→ Dataset extract

--------

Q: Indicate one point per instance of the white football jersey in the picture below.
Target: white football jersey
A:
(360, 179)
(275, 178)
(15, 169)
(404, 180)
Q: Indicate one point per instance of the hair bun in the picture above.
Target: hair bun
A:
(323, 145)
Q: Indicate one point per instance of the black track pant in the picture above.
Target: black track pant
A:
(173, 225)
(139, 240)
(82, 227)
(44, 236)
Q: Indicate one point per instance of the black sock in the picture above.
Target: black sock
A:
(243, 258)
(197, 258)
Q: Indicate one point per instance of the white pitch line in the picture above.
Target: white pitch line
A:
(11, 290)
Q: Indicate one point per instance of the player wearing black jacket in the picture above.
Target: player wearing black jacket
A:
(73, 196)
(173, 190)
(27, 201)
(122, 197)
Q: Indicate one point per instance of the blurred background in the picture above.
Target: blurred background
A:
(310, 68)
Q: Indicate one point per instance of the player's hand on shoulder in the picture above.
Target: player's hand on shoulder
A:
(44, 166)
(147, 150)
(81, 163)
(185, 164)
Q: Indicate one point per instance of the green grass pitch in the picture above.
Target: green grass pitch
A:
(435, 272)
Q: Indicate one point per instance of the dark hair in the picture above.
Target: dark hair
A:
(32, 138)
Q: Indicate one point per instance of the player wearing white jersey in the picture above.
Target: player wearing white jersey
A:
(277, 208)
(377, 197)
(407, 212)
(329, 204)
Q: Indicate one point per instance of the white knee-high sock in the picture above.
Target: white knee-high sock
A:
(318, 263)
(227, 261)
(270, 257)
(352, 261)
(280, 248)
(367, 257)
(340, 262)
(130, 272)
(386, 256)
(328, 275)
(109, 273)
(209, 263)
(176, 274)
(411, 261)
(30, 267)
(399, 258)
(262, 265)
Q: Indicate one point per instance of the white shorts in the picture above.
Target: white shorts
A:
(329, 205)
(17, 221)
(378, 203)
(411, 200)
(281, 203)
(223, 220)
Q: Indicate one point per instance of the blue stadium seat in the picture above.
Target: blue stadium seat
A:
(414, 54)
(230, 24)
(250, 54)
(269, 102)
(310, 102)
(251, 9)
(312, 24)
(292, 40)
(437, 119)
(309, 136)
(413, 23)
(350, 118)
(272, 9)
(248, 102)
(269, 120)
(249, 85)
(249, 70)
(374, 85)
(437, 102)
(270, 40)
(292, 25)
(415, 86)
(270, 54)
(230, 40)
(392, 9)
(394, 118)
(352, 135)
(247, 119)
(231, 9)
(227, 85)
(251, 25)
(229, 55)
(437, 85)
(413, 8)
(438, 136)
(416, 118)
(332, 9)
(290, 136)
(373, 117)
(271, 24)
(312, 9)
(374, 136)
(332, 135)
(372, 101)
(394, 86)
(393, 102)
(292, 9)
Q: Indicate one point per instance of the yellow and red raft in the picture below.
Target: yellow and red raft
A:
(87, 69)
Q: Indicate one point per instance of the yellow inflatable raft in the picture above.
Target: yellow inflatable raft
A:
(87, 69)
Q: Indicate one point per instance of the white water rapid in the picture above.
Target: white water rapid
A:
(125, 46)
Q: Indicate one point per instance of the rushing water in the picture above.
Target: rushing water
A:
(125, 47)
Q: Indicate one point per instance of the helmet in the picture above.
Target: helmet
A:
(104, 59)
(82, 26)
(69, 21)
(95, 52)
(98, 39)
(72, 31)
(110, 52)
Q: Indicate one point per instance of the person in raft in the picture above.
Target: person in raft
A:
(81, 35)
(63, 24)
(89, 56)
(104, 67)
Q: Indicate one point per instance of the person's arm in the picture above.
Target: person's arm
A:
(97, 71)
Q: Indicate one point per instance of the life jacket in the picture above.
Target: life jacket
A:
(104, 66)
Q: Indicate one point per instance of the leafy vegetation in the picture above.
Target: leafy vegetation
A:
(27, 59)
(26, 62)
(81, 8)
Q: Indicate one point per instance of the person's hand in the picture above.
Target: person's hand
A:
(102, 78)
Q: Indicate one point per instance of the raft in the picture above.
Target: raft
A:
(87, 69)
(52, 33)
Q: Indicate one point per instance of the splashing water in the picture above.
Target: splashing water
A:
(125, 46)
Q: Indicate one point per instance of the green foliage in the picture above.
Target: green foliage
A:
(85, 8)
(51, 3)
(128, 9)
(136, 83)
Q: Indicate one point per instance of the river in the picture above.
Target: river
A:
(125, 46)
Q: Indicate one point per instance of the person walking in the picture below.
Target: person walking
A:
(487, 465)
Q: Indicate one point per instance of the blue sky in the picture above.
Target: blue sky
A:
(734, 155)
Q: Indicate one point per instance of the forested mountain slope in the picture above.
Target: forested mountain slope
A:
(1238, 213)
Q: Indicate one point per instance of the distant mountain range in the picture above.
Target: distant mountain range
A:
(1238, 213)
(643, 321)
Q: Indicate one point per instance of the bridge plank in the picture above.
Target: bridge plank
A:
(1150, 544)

--------

→ What the task requires
Exact duplication of all the data above is expected.

→ Task answer
Q: Indicate one point per instance of the white football jersey in the picture below.
Target: white football jersey
A:
(360, 179)
(275, 178)
(15, 169)
(404, 180)
Q: Indicate one point per instance of the hair bun in the picture above.
Target: hair bun
A:
(323, 145)
Q: Indicate one point per instance of the black track pant in the picture above.
Target: black track pant
A:
(173, 225)
(139, 240)
(82, 227)
(44, 236)
Q: Indicate one point per instance of the black sock in the picture above.
Target: black sock
A:
(243, 258)
(197, 258)
Q: Indicate one point per instance of the white pitch line in the picture above.
Target: white pitch line
A:
(11, 290)
Q: Indicate one point per instance of the player wearing black jacket in the picture above.
Target: player wearing black jacket
A:
(73, 196)
(173, 190)
(27, 201)
(122, 197)
Q: Indicate one point per instance of the blurred background in the picture above.
Target: blurred background
A:
(310, 68)
Q: Indicate one point per instance of the player's hand on shoulder in the picture above.
Target: player's hand on shoulder
A:
(44, 166)
(147, 150)
(81, 163)
(185, 164)
Q: Indicate one point per instance of the green grass pitch in the picture above.
Target: green grass pitch
A:
(435, 272)
Q: Indicate one point per instance of the dark hair in the picture above.
Target: dark hair
A:
(32, 138)
Q: Indicate one point per instance of the player wearing white jersey in the picture above.
Target: player wearing white jersey
A:
(277, 208)
(377, 197)
(407, 212)
(329, 204)
Q: Indicate one point per instance of the white knee-high sock in the picture above.
Target: white knee-high sock
A:
(318, 263)
(227, 261)
(270, 257)
(352, 261)
(280, 248)
(367, 257)
(340, 262)
(130, 272)
(386, 256)
(328, 275)
(109, 273)
(209, 263)
(176, 274)
(411, 261)
(30, 267)
(399, 258)
(262, 265)
Q: Indicate one point per instance of the white shorts in the picture above.
Target: white shorts
A:
(329, 205)
(17, 221)
(378, 203)
(411, 200)
(281, 203)
(223, 220)
Q: Indicate one point per instance of the blue stadium seat in the picture above.
Target: blue stadium seat
A:
(414, 54)
(230, 24)
(250, 54)
(269, 102)
(310, 102)
(251, 9)
(312, 24)
(292, 40)
(437, 119)
(309, 136)
(413, 23)
(350, 118)
(272, 9)
(248, 102)
(269, 120)
(249, 85)
(249, 70)
(374, 85)
(437, 102)
(270, 40)
(292, 25)
(415, 86)
(270, 54)
(230, 40)
(392, 9)
(394, 118)
(352, 135)
(247, 119)
(231, 9)
(227, 85)
(251, 25)
(229, 55)
(437, 85)
(413, 8)
(438, 136)
(416, 118)
(332, 9)
(290, 136)
(373, 117)
(271, 24)
(312, 9)
(374, 136)
(332, 135)
(372, 101)
(394, 86)
(393, 102)
(292, 9)
Q: Indicate one point per instance of the yellow and red raft in the picture below.
Target: yellow and red raft
A:
(87, 69)
Q: Indicate one point per instance of the yellow inflatable raft in the picture above.
Target: yellow inflatable raft
A:
(87, 69)
Q: Indicate one point per instance of the white water rapid in the picture above.
Target: white water rapid
A:
(125, 46)
Q: Indicate one point per instance of the rushing water in the picture above.
Target: rushing water
A:
(125, 47)
Q: Indicate one point per instance of the helmet in the picture above.
Target: helmet
A:
(104, 59)
(82, 26)
(69, 21)
(95, 52)
(98, 39)
(72, 31)
(110, 52)
Q: Indicate one point per instance of the person in raft in the picture above.
Target: person in raft
A:
(81, 35)
(63, 24)
(89, 56)
(104, 67)
Q: Indicate one point per instance of the person's arm in the picture above.
Target: person's arm
A:
(97, 71)
Q: Indicate one point per instance of the life jacket in the picture above.
Target: life jacket
A:
(104, 66)
Q: Indicate one point per instance of the leafy vegetation in the picture above.
Target: leafy vegetation
A:
(27, 59)
(26, 62)
(81, 8)
Q: Indicate one point per instance of the person's hand in the picture above.
Target: person's hand
A:
(102, 78)
Q: Indicate one point per instance of the raft in the picture above.
Target: raft
A:
(87, 69)
(52, 33)
Q: Indicate one point per instance of the splashing water in the picture above.
Target: splashing water
A:
(125, 46)
Q: Indicate one point per instance of the green foliage in the picture above.
Target: green foliage
A:
(85, 8)
(51, 3)
(128, 9)
(136, 83)
Q: Indicate one point per instance of the river in the picture above.
Target: river
A:
(125, 46)
Q: Indicate one point per instance of the person walking in the picture below.
Target: person walking
A:
(487, 465)
Q: Indicate one point per instance of the blue sky in the picture above.
Target: blue sky
A:
(734, 155)
Q: Indicate one point per instance of the forested mountain slope in the picture above.
Target: forested mountain slope
A:
(1238, 213)
Q: Indicate one point per instance of the distant mountain range in the picture above.
Target: distant mountain range
A:
(1238, 213)
(643, 321)
Q: Indicate one point per instance of the bridge plank in the picture above.
Target: bridge plank
A:
(1150, 544)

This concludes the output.